REQUIREMENT: Extract all of the lines below verbatim, and leave the pictures out of your answer.
[START AVAILABLE RECORDS]
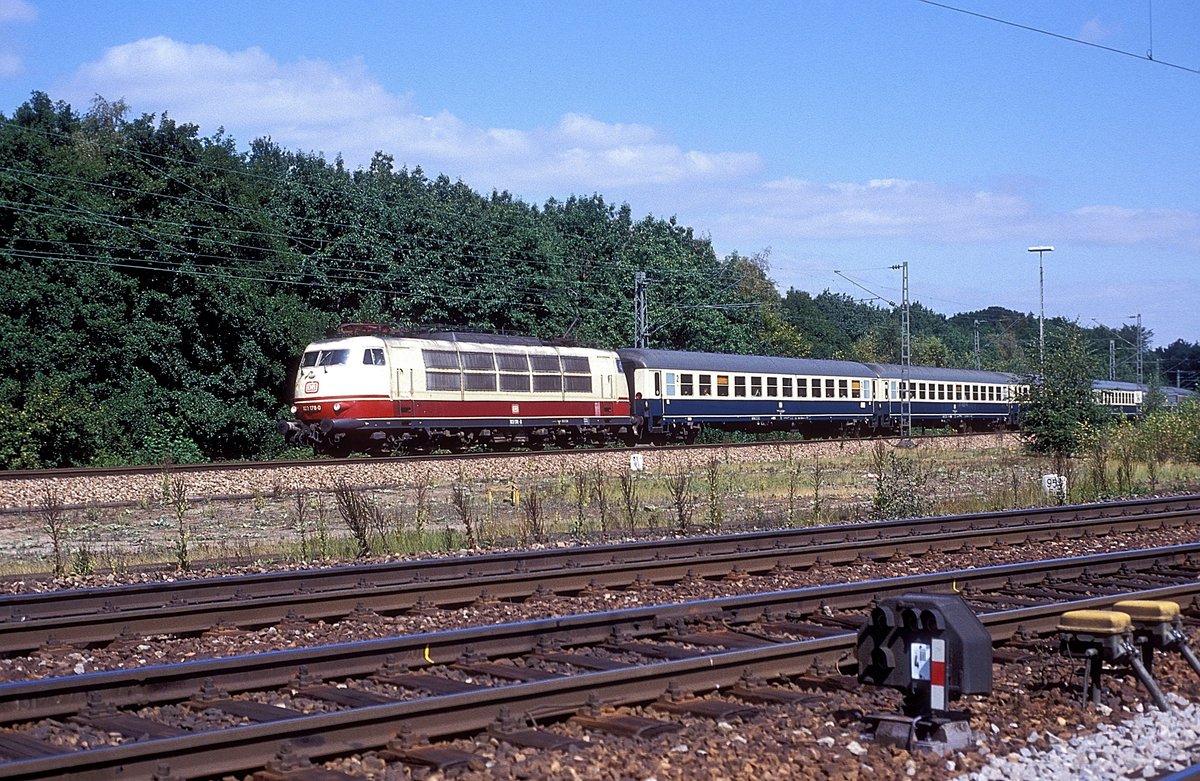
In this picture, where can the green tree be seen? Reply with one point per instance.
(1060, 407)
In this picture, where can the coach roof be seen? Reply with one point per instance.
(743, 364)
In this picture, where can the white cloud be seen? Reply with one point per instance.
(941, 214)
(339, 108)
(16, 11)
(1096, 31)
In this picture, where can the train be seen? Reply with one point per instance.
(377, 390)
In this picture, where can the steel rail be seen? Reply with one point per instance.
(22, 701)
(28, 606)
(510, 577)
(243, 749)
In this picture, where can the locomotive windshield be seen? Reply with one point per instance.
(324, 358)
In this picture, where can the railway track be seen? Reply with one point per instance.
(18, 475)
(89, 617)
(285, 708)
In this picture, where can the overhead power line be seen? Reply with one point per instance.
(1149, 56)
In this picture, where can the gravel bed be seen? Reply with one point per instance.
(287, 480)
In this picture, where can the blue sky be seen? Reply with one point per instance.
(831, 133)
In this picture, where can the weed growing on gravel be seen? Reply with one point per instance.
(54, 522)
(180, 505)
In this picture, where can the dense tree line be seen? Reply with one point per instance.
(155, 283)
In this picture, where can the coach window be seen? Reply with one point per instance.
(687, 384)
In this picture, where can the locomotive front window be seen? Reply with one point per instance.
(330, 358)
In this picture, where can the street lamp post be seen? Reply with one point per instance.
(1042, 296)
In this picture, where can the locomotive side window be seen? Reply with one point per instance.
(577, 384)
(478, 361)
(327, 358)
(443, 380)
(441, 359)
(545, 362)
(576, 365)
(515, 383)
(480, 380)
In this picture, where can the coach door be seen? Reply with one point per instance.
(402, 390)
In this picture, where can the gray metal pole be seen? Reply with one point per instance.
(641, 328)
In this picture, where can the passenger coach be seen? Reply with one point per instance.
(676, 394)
[END AVAILABLE RECORDS]
RESPONSE BELOW:
In this picture, where can the green tree be seen? Reply with one point per instance.
(1060, 407)
In this picture, where can the coach roof be seen? Reply with one point per instance.
(743, 364)
In this picture, where can the white cloud be seen? Reply with one point per instance.
(941, 214)
(339, 108)
(16, 11)
(1096, 31)
In this picture, where can the train be seen? Reply with one point per instance.
(377, 390)
In this picture, where can the steel rail be seen? Reply with one point per instance.
(22, 701)
(28, 606)
(510, 577)
(243, 749)
In this picture, where can the locomotive windshield be seen? Reply with one point per instance.
(324, 358)
In this picture, where can the railway track be seen? Reply with one point per instance.
(18, 475)
(89, 617)
(285, 708)
In this picture, where can the overhead power line be seen? Reply with one point per instance.
(1149, 56)
In this picture, where can the gravel bed be seen? Reply with one point per instance.
(287, 480)
In this picture, where can the blue sky be seen? Reply with one point per instance.
(831, 133)
In this picture, where can the weed growing on gravel be seen? Reply with one point per instance.
(54, 522)
(180, 505)
In this picture, where can the dense tree line be seen? Reply with one point per instance.
(155, 283)
In this picture, where can the coach window be seen? Reply with one point per instance.
(687, 384)
In this picture, where can the locomotive front window be seen? Reply with one point per instance.
(330, 358)
In this picture, where can the street lamp post be seen? Reply with one point per instance.
(1042, 296)
In this picture, where can the locomotive side window be seen? Reply with one point per instance.
(577, 384)
(478, 361)
(327, 358)
(443, 380)
(441, 359)
(545, 362)
(576, 365)
(515, 383)
(480, 380)
In this picture, where can the coach door be seen? Reply with one point per instance.
(402, 390)
In this picture, where can the gray metal pole be seen? Reply with one point per instance.
(641, 328)
In this picture, where can the passenger coach be seen? Reply with one point per instance.
(676, 394)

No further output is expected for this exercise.